WORK ORDER:
Copy the passage on the Apollo 11 moon landing from "They also left" up to and including "see the words).", replacing "mementos" with "keepsakes".

SOURCE EXTRACT:
His team’s landing module had set down in a region known as the Sea of Tranquility. Within 20 minutes, Aldrin joined him. There, the two took photos, collected moon rocks and set up some science experiments.
They also left mementos for future space travelers. These included a patch carrying the names of Virgil Grissom, Edward White and Roger Chaffee — Apollo 1 crew members who died in a launchpad fire. Armstrong and Aldrin also left medals inscribed with the names of Vladimir Komarov and Yuri Gagarin, two Russian astronauts (called cosmonauts) who died during space flights in 1967 and 1968. Finally, they left a small silicon disc that carried a miniature goodwill message from 73 world leaders (its message is so small that you would need a microscope to see the words).
Neil Armstrong walking on the moon for the first time.
Aldrin returned to the Eagle after 93 minutes on the moon’s surface. Armstrong, the mission’s commander, stayed 40 minutes longer. He savored the last bits of this huge adventure. Then the pair rejoined Michael Collins aboard the Apollo 11 space capsule for their return trip home. In all, the team spent more than eight days in space and traveled 953,054 miles (more than 1.5 million kilometers).

PROVIDED MATERIAL:
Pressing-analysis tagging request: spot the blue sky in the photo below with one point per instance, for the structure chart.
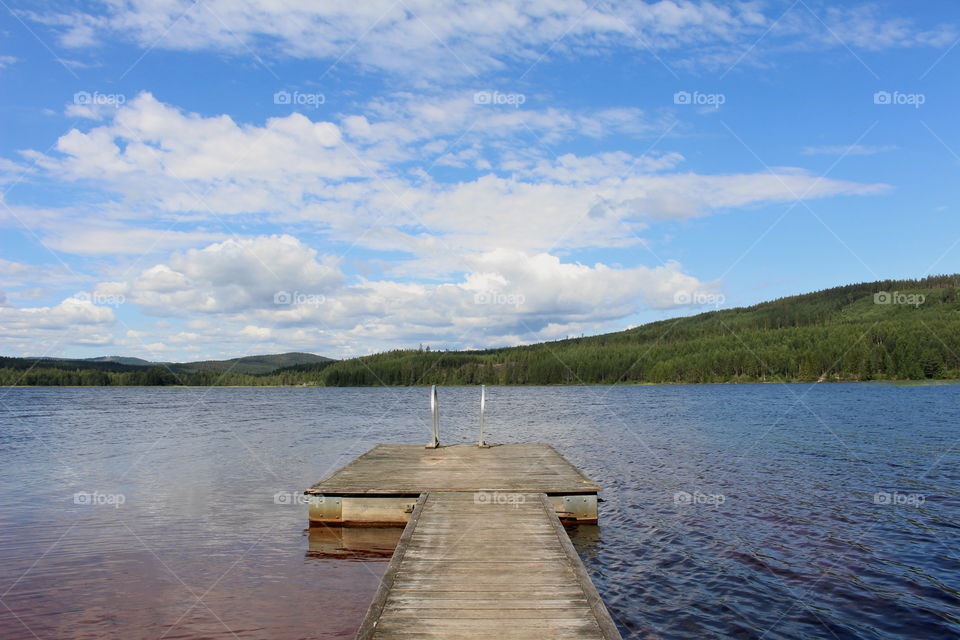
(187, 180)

==

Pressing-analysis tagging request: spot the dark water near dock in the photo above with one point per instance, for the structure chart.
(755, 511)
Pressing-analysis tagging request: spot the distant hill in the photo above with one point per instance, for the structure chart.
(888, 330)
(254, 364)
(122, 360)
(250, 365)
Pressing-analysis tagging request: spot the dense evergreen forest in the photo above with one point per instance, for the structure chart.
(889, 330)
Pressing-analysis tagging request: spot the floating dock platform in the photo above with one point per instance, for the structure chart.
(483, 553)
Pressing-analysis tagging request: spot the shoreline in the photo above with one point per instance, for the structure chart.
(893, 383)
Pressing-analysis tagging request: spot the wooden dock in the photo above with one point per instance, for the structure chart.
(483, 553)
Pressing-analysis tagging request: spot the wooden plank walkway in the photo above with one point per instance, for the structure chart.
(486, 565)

SOLUTION TO THE PROBLEM:
They also left keepsakes for future space travelers. These included a patch carrying the names of Virgil Grissom, Edward White and Roger Chaffee — Apollo 1 crew members who died in a launchpad fire. Armstrong and Aldrin also left medals inscribed with the names of Vladimir Komarov and Yuri Gagarin, two Russian astronauts (called cosmonauts) who died during space flights in 1967 and 1968. Finally, they left a small silicon disc that carried a miniature goodwill message from 73 world leaders (its message is so small that you would need a microscope to see the words).